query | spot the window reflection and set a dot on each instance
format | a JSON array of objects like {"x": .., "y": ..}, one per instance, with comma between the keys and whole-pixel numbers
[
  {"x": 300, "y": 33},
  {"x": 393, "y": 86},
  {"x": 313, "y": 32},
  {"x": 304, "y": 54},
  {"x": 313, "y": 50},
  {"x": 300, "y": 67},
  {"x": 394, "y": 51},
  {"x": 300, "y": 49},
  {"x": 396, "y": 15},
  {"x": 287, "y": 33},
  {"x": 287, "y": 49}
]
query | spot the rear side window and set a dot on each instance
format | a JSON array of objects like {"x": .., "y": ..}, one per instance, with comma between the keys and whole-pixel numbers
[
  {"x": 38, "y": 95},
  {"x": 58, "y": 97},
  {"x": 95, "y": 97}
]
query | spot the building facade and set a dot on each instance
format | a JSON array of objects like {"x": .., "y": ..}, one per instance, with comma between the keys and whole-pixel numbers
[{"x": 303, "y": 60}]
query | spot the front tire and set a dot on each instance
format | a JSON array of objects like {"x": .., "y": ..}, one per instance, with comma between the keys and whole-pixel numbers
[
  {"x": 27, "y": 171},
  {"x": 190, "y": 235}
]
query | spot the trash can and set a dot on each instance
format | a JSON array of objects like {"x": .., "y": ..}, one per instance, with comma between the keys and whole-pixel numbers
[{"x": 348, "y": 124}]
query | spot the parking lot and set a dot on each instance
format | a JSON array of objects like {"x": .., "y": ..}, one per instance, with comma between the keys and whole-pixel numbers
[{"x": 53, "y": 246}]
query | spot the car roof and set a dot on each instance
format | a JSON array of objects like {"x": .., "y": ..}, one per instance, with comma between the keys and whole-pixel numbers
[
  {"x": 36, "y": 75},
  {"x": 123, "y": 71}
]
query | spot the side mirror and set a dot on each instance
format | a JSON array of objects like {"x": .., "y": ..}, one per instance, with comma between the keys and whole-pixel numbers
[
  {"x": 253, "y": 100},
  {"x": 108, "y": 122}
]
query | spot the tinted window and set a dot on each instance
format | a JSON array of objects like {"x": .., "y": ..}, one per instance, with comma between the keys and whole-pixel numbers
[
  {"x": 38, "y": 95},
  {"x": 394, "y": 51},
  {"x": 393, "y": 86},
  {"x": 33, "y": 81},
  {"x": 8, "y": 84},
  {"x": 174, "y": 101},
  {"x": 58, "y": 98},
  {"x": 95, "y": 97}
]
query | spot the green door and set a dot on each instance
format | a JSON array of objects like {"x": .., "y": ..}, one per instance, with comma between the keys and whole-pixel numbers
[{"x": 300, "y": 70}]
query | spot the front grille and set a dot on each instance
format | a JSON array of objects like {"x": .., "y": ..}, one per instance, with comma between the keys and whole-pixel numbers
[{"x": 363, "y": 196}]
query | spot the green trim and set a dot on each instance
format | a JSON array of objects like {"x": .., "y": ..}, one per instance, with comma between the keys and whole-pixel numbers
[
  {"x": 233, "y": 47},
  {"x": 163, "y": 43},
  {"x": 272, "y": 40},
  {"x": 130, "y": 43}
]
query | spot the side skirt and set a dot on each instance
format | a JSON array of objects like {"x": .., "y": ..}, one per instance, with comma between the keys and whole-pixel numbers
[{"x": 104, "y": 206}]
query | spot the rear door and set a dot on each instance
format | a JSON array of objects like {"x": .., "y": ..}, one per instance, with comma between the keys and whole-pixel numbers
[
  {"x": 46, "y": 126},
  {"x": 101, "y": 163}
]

· · · · ·

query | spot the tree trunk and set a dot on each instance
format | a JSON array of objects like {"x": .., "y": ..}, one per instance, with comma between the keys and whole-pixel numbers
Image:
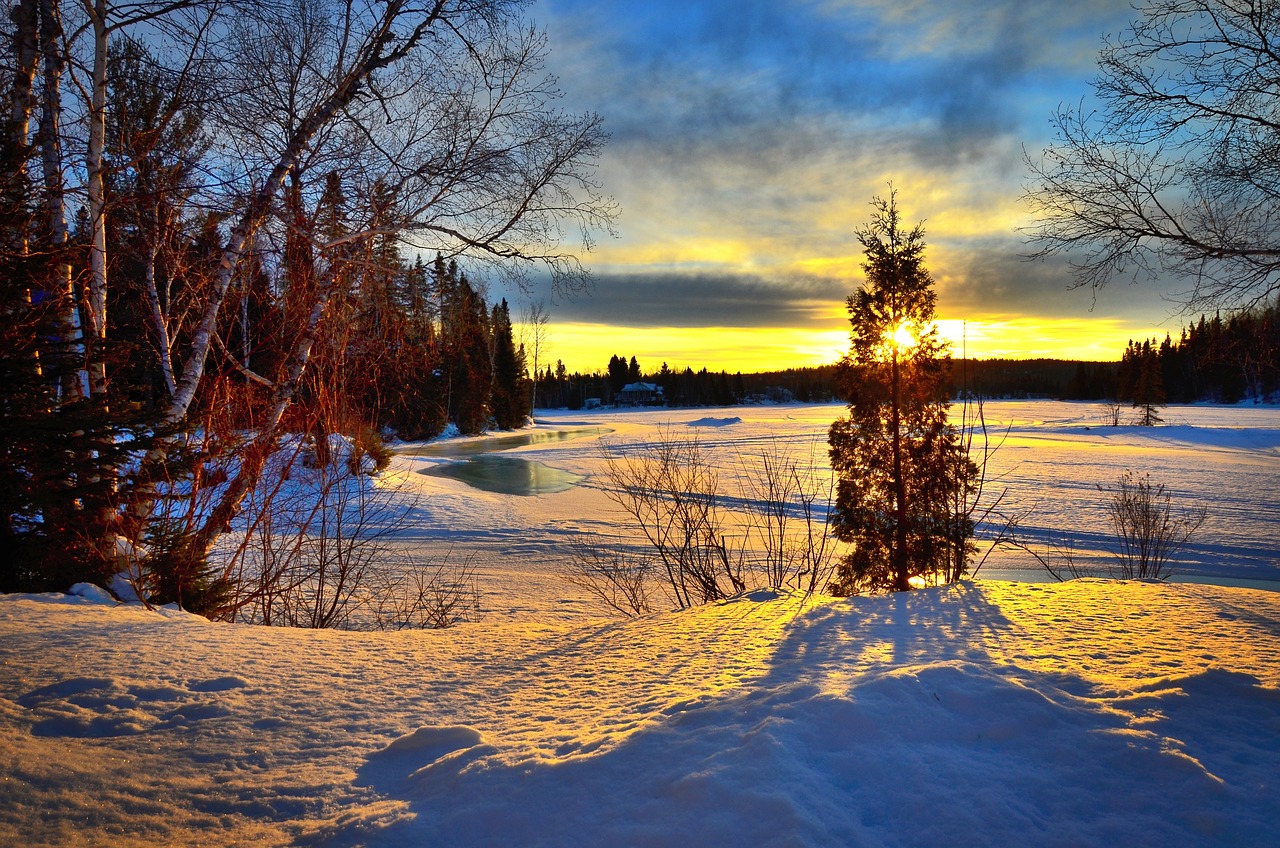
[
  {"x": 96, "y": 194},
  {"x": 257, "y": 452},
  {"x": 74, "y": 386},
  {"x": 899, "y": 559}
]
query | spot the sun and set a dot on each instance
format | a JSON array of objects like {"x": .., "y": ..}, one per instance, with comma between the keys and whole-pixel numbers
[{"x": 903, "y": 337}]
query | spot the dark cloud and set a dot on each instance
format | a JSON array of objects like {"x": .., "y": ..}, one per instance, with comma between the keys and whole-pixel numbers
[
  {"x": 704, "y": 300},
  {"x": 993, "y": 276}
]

· · · · ·

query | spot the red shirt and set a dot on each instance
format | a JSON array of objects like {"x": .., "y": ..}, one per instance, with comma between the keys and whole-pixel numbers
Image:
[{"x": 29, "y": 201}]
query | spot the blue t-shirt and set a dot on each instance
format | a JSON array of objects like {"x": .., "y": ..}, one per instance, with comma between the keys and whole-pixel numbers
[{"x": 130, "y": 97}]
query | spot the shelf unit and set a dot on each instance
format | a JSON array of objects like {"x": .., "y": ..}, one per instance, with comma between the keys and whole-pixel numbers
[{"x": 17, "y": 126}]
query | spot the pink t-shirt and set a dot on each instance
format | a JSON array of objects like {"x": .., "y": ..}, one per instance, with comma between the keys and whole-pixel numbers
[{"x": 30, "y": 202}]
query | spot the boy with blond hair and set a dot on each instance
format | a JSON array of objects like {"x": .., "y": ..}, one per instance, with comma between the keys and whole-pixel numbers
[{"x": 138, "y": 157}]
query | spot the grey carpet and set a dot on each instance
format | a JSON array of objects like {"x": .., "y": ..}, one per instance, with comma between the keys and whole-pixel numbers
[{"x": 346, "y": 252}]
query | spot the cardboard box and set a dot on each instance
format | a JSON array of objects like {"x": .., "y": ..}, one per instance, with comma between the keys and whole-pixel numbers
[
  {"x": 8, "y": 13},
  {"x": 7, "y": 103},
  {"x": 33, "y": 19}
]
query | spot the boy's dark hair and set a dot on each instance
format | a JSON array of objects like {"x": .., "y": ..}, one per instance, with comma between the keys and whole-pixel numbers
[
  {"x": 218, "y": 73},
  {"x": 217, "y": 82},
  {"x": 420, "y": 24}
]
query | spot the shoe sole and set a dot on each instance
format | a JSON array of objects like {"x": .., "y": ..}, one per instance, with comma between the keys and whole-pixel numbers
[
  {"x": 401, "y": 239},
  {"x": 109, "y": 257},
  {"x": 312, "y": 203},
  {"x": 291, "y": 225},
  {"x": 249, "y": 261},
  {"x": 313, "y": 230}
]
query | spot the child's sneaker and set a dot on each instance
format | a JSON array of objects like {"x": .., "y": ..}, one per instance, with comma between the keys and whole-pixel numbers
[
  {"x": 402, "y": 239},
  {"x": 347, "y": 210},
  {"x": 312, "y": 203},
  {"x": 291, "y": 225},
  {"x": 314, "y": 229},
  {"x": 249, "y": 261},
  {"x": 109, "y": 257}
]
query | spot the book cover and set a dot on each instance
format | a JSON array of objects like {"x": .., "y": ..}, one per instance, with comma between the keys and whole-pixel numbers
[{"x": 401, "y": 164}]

· · · · ·

WRITTEN PROBLEM: List every line of the material that contains the string "window", matching case exactly.

SOLUTION BELOW:
query | spot the window reflection and set a dot on each instance
query | spot the rear side window and set a dot on each instance
query | spot the tinted window and set a dot on each instance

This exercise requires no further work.